[Images for object localization]

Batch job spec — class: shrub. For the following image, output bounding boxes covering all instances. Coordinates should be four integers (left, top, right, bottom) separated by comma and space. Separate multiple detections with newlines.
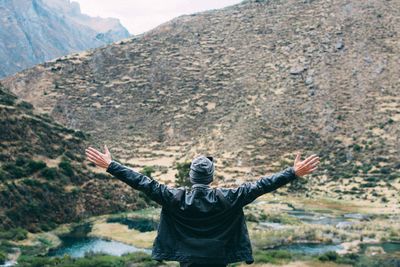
17, 101, 33, 110
21, 179, 42, 187
26, 160, 46, 173
64, 150, 76, 160
2, 163, 26, 179
0, 92, 16, 105
0, 169, 6, 181
59, 160, 74, 177
0, 251, 5, 265
175, 162, 191, 187
318, 251, 338, 262
73, 130, 86, 139
0, 227, 28, 241
16, 156, 28, 166
353, 144, 362, 152
40, 167, 58, 180
141, 166, 155, 178
254, 250, 293, 264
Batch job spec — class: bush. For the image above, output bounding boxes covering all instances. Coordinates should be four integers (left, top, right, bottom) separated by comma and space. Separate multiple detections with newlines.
353, 144, 362, 152
59, 160, 74, 177
254, 250, 293, 264
0, 251, 5, 265
2, 163, 26, 179
27, 160, 46, 173
40, 167, 58, 180
318, 251, 338, 261
21, 179, 42, 187
16, 156, 28, 166
17, 101, 33, 110
175, 162, 191, 187
0, 227, 28, 241
141, 166, 155, 178
0, 169, 6, 181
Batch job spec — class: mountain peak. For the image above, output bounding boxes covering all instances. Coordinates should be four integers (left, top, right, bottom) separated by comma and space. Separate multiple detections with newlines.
0, 0, 130, 78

▸ EXERCISE PROMPT: Write out each line again, exactly as it appears above, except for any picture.

▸ EXERCISE RESPONSE:
Batch job spec — class: shrub. For the following image, output bounding boxes covering all instances. Coordinates should be four integers (left, top, right, bottom) separated by comma and space. Separate multiple detections with newlines.
17, 101, 33, 110
21, 179, 42, 187
26, 160, 46, 173
64, 150, 76, 160
2, 163, 26, 179
0, 92, 16, 105
0, 169, 6, 181
59, 160, 74, 177
0, 251, 5, 265
175, 162, 191, 187
318, 251, 338, 262
73, 130, 86, 139
0, 227, 28, 241
16, 156, 28, 166
353, 144, 362, 152
40, 167, 58, 180
141, 166, 155, 178
254, 250, 293, 264
Batch job spec — class: bush. For the image above, output bounding boxes covering all instances. Coordinates should be four integers (left, top, right, bottom) separated by comma and space. Separate multiple detections with newlines.
353, 144, 362, 152
59, 160, 74, 177
254, 250, 293, 264
0, 251, 5, 265
2, 163, 26, 179
27, 160, 46, 173
40, 167, 58, 180
318, 251, 338, 261
21, 179, 42, 187
16, 156, 28, 166
17, 101, 33, 110
175, 162, 191, 187
0, 227, 28, 241
141, 166, 155, 178
0, 169, 6, 181
Batch job spec — class: mountain peak. For the image above, output bounding boxes covering all instances. Coordinates should be four integers (left, top, right, bottom) separated by comma and space. Separate multiple detections with newlines.
0, 0, 130, 78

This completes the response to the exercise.